_RECORDS SHOWN_.
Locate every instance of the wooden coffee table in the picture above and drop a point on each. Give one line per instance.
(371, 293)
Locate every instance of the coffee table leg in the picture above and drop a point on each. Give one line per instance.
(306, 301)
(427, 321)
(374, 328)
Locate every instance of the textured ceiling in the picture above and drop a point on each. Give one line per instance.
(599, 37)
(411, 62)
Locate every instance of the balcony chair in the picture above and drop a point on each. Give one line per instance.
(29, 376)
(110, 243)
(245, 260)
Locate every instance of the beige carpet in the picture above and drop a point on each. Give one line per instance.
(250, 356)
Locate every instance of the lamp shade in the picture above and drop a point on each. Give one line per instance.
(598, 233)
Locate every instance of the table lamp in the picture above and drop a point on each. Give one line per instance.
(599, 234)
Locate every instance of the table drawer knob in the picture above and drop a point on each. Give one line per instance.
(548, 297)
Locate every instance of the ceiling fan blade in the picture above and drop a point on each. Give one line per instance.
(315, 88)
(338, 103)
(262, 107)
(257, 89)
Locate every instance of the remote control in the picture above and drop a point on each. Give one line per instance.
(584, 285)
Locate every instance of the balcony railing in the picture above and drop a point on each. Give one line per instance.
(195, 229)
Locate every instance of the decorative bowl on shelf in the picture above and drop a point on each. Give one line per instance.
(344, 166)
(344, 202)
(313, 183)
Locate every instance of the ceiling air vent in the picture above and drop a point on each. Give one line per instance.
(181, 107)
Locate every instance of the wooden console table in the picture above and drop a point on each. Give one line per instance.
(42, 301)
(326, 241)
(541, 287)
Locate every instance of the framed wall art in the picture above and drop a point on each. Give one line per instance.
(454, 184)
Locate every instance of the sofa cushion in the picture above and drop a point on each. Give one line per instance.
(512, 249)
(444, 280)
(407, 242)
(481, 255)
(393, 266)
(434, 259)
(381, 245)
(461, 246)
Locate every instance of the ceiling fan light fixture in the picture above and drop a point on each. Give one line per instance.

_TASK DIRECTIONS_.
Nothing but the lines from the one with "Locate every instance of the wooden console" through the last line should be repeated, each exactly as it stands.

_FINAL ANSWER_.
Locate every instance of the wooden console table in the picture above and drop a point on each. Give one line per instance.
(42, 301)
(326, 241)
(541, 287)
Locate every instance of the framed wall art in the picture above and drop a point on each. Give one line per instance.
(454, 184)
Locate every instance of the sofa cushion in the picture above and drop a point on each. Give one line per instance.
(512, 249)
(444, 280)
(407, 242)
(481, 255)
(393, 266)
(434, 259)
(381, 245)
(461, 246)
Locate every instance of the ceiling fan light fixture in the picture above and drop a point on each. Give one line per instance.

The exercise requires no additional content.